WORK INSTRUCTION. Starting with the line that contains "Can you find the red" and stopping after the line that contains "Can you find the terracotta", copy the entries below exactly. Include nothing else.

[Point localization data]
↓

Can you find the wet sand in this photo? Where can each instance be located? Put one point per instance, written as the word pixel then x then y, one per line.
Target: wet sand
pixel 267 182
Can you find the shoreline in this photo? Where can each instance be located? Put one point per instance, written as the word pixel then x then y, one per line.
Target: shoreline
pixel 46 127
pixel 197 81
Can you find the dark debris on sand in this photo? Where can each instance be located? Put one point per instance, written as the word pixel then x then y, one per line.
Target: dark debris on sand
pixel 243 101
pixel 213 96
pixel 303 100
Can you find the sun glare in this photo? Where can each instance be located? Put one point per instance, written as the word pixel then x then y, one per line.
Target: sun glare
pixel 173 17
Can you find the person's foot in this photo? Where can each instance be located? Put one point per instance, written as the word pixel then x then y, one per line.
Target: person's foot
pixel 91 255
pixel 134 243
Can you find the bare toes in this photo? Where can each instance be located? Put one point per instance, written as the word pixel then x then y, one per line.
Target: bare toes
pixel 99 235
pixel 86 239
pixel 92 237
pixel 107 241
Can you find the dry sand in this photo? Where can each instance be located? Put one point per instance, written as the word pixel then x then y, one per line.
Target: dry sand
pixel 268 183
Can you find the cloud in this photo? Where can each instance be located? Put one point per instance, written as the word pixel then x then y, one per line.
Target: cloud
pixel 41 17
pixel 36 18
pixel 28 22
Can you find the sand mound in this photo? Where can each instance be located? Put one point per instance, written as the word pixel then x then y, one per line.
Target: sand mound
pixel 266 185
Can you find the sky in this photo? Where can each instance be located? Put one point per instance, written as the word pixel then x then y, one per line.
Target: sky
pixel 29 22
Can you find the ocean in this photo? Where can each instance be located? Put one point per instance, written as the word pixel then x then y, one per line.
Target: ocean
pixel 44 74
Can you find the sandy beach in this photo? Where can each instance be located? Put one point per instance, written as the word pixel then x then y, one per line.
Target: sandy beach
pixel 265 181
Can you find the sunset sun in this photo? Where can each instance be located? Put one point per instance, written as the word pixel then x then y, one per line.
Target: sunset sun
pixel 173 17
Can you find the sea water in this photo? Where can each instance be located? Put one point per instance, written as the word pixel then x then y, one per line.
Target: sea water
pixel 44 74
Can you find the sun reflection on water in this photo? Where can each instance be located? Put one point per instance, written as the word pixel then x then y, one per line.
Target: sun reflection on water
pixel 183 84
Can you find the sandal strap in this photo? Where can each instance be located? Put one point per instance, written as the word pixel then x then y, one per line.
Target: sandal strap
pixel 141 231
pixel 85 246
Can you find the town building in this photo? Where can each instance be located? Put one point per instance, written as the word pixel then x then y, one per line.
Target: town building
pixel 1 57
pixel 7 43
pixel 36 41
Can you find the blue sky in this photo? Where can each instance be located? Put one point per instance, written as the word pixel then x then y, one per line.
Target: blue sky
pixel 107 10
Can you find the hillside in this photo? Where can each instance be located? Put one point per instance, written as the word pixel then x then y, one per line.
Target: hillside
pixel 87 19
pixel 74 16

↑
↓

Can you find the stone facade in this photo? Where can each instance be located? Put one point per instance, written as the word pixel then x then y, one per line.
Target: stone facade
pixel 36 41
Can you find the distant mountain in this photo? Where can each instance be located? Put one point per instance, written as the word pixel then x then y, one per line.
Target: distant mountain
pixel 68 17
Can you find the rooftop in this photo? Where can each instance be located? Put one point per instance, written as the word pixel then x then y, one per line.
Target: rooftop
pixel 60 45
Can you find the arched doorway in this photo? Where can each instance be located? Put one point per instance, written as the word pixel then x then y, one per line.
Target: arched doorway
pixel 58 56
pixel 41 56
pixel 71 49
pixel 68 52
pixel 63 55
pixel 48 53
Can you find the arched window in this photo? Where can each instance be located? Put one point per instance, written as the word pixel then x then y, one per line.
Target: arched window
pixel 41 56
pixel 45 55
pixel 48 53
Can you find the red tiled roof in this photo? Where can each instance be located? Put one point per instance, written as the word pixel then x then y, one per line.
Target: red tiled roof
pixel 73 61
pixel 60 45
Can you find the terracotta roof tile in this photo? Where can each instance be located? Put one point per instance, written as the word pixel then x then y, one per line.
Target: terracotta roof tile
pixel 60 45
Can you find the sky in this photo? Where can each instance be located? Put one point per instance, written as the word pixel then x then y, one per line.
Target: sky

↑

REPLY.
Can you find the red tiled roof in this photo? Where can each instance be located? Put one point per instance, written as the word pixel then x then y, one per line.
Target: red tiled roof
pixel 73 61
pixel 60 45
Can you find the terracotta roof tile in this photo? Where can each instance be located? Put one point per instance, written as the word pixel then x then y, one per line.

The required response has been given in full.